Segment Start: RECORDS FOR THIS TASK
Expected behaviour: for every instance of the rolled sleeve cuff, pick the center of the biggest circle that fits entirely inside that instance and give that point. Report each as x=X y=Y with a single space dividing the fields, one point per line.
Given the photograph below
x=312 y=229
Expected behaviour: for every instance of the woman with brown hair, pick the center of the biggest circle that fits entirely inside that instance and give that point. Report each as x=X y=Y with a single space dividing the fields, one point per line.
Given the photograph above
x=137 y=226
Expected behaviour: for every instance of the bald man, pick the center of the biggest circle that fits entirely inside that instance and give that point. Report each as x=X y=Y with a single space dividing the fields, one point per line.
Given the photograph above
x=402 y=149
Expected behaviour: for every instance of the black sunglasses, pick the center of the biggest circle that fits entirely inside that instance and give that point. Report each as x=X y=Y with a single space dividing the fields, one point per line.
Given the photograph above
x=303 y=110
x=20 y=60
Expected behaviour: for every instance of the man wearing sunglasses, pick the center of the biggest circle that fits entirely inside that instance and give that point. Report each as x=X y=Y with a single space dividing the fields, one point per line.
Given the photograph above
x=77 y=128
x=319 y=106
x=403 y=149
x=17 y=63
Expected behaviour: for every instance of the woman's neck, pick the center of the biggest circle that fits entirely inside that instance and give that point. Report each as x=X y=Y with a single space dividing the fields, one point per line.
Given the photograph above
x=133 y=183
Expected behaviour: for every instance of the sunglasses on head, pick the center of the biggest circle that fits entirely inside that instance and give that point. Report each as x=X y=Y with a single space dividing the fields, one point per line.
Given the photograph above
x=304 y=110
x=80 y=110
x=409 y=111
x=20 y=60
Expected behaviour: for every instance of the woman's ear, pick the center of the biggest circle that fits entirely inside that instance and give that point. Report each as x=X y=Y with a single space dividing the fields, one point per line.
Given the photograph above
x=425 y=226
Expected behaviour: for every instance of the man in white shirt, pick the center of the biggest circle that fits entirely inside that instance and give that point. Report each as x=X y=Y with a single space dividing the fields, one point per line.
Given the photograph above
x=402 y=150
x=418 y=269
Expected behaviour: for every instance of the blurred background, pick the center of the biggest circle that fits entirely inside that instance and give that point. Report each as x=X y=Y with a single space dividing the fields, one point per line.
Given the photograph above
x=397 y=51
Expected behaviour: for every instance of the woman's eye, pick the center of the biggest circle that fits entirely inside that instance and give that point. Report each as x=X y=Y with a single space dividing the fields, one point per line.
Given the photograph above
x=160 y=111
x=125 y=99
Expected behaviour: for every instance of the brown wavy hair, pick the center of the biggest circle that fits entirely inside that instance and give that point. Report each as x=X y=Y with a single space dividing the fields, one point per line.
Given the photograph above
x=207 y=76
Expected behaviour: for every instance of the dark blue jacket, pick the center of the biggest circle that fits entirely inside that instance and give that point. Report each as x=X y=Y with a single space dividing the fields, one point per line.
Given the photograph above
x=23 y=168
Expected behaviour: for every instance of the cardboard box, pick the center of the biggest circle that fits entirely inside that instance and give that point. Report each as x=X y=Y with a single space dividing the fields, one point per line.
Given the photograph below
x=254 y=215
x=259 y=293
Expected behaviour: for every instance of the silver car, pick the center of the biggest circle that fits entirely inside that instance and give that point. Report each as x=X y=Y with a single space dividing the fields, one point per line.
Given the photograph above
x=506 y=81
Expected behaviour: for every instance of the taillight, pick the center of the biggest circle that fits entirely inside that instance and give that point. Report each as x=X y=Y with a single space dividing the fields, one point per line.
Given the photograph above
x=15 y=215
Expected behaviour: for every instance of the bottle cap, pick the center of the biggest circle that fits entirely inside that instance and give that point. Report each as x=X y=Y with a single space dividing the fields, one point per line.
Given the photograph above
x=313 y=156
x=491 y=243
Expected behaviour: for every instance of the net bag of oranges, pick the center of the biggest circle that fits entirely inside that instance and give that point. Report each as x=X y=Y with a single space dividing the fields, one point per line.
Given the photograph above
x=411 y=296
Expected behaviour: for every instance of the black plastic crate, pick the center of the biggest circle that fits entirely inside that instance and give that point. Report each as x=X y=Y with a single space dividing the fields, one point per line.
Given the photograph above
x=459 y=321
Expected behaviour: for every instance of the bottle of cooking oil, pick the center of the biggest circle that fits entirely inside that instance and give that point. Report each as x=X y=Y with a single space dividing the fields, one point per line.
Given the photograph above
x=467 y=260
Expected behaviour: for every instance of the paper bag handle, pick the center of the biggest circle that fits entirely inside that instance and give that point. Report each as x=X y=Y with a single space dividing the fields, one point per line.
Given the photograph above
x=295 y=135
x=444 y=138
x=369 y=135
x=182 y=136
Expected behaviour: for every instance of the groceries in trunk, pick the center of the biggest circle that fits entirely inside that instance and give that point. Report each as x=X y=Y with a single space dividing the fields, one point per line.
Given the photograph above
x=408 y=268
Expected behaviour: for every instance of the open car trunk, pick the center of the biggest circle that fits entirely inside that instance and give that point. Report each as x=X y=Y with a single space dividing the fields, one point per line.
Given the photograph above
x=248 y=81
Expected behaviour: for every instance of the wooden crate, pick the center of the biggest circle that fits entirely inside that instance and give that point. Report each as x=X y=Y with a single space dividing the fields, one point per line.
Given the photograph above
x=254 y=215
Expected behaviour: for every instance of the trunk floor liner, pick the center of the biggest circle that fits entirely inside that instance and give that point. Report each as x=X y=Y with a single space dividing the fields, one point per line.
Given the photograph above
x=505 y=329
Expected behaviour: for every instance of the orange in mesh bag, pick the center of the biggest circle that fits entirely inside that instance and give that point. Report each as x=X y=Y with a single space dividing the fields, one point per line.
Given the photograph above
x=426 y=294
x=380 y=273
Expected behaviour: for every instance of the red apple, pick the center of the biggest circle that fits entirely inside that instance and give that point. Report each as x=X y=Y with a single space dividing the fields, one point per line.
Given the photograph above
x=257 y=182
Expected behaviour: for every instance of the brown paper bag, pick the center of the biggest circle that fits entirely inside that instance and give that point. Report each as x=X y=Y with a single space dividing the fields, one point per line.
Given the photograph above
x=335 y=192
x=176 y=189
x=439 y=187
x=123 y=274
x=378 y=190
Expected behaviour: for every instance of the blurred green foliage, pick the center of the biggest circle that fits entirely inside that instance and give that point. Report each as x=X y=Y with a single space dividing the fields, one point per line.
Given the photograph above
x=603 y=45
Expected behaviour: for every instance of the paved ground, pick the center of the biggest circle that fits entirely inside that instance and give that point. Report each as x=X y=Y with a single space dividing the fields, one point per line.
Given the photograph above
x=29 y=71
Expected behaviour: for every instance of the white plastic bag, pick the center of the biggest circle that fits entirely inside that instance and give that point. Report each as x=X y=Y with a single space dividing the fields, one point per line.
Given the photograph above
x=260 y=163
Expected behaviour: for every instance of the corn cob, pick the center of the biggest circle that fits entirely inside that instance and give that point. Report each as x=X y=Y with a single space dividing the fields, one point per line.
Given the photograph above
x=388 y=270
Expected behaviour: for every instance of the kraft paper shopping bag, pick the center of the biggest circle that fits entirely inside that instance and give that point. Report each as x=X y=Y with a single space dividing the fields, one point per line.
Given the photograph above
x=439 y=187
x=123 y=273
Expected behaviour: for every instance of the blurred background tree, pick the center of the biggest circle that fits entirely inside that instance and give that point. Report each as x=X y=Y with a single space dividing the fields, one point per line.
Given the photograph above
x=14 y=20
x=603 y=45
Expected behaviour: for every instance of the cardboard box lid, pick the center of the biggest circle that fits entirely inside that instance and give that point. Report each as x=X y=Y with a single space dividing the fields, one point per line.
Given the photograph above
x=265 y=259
Segment End: RECORDS FOR THIS TASK
Segment Start: RECORDS FOR THIS TASK
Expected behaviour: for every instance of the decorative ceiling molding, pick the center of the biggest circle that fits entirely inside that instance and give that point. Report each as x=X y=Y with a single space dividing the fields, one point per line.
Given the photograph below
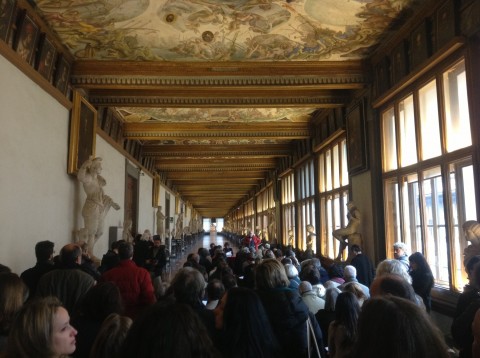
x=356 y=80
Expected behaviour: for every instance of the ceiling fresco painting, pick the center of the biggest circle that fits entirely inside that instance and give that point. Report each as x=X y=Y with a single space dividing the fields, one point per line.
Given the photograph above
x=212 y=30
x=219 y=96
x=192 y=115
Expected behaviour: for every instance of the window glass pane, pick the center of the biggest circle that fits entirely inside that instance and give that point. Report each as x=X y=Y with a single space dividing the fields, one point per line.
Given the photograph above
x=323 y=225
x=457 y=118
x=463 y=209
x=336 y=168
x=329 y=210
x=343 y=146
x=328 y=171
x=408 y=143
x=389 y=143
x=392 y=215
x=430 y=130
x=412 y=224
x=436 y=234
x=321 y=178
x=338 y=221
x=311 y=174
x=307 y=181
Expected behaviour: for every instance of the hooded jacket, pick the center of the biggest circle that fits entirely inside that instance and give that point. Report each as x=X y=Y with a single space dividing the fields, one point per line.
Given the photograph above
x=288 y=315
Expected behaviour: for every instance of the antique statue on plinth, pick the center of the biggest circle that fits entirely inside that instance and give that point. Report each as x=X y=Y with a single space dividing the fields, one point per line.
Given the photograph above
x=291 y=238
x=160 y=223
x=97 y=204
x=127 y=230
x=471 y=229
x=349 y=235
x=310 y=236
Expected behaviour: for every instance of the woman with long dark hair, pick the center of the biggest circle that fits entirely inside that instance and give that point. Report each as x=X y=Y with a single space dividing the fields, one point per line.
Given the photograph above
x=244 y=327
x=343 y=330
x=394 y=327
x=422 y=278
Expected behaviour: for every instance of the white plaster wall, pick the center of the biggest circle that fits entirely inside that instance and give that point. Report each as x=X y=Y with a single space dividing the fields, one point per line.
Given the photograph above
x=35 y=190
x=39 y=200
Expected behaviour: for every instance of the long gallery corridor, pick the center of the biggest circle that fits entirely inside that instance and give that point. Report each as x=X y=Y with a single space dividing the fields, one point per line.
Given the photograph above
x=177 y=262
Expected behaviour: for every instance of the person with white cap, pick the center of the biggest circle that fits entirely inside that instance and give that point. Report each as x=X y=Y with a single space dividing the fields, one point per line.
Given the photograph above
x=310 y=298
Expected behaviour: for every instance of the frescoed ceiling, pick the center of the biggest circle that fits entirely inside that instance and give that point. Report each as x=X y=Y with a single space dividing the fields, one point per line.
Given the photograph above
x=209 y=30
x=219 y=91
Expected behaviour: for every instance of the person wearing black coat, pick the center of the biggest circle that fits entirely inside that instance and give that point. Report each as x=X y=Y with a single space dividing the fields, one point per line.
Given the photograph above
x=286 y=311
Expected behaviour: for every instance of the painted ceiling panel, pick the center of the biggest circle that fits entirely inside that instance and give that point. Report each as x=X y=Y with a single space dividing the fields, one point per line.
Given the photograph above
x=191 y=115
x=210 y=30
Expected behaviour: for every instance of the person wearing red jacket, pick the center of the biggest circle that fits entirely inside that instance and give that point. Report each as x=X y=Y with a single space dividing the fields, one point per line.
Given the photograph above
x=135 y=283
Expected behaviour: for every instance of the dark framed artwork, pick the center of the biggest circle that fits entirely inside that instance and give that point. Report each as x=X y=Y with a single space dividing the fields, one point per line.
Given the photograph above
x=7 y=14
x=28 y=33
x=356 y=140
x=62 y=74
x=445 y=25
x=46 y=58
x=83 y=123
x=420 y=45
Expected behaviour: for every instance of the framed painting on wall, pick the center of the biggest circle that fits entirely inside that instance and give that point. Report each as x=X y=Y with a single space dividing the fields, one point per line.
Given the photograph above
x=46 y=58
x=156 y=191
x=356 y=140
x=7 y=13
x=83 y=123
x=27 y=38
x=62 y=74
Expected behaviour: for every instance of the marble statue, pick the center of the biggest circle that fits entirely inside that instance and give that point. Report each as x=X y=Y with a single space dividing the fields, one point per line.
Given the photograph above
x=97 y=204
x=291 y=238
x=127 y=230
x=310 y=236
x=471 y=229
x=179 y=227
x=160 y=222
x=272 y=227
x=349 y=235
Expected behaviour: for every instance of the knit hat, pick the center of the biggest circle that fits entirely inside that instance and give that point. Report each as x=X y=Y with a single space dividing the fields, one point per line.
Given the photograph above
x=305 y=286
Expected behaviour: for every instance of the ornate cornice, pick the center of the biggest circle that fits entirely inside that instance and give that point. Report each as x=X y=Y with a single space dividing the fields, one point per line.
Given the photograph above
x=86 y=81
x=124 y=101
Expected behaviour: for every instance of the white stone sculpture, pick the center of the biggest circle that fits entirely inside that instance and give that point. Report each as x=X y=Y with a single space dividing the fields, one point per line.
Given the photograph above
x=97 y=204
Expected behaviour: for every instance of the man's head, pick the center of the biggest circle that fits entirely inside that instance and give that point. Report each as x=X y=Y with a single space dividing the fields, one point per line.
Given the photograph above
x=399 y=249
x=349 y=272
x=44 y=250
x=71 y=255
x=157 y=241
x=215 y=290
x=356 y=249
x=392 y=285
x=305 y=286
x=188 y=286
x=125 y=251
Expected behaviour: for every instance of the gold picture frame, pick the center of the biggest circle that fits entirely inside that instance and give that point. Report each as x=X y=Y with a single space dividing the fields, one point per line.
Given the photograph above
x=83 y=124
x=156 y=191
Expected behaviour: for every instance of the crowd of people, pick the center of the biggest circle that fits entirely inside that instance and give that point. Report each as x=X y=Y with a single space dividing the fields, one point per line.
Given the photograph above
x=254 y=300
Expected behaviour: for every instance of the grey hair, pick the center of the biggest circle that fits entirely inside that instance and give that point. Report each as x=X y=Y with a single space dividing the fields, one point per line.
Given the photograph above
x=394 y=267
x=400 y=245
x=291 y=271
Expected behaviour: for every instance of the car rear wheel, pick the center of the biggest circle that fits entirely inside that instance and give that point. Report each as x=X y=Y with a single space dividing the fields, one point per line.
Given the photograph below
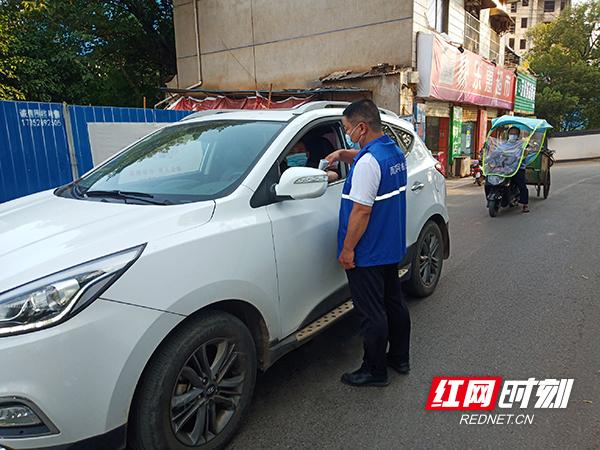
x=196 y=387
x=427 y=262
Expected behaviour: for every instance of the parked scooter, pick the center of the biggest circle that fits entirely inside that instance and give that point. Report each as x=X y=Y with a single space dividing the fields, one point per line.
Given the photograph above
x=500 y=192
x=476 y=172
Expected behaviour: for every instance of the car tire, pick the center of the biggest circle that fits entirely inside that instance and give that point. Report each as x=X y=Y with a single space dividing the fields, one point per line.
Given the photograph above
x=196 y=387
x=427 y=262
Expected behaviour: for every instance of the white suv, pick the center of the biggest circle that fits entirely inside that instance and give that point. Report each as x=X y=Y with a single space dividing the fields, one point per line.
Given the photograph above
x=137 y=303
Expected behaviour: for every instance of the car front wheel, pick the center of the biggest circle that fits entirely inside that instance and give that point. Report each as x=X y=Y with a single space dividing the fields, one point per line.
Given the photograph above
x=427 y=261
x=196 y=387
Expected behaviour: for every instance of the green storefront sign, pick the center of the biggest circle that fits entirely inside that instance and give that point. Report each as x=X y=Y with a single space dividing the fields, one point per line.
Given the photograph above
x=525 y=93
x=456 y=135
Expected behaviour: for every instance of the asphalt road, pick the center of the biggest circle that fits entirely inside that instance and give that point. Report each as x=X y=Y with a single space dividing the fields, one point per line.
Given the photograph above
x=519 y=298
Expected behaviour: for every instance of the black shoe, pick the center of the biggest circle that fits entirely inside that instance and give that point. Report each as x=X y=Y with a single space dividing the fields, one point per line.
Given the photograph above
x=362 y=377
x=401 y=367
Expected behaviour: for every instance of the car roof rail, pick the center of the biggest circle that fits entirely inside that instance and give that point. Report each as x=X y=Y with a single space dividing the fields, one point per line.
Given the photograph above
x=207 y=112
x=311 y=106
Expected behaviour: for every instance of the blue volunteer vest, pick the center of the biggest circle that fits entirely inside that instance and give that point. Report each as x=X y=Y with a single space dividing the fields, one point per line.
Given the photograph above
Segment End: RECORDS FOR THIS TASK
Segment Start: RECORDS FOR THIS TASK
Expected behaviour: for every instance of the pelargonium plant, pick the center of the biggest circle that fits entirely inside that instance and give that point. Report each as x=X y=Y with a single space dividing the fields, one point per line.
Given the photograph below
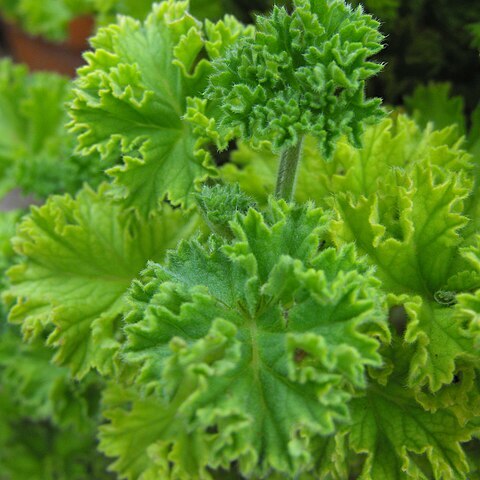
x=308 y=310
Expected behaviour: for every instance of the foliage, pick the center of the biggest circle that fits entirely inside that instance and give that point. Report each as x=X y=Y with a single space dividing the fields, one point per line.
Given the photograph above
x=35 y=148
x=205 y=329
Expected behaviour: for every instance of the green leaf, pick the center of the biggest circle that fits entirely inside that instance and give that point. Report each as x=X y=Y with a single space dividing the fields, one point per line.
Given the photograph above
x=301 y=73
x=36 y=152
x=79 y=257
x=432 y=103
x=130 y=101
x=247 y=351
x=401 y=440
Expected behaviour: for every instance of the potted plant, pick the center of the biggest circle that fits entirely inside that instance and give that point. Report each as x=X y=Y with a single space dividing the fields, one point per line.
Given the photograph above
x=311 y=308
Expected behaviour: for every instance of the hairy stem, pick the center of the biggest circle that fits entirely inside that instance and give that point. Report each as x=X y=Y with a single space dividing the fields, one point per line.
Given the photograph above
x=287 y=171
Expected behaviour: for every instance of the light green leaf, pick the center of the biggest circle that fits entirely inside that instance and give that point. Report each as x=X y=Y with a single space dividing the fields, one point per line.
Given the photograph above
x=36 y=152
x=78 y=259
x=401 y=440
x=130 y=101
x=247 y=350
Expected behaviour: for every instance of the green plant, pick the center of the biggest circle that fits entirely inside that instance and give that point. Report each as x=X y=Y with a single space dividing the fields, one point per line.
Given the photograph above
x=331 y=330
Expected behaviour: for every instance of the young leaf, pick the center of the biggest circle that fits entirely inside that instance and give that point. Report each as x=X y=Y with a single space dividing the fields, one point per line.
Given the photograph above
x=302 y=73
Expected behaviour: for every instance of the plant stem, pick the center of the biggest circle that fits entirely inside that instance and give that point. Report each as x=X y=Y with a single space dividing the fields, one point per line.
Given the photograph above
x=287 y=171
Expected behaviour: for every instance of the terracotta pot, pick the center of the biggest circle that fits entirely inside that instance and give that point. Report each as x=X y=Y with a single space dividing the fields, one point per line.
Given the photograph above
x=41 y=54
Segment End: RECORDS FOR THIS TASK
EXERCISE AIM: Report only the number of lines above that contain "wheel".

EXPECTED OUTPUT: 2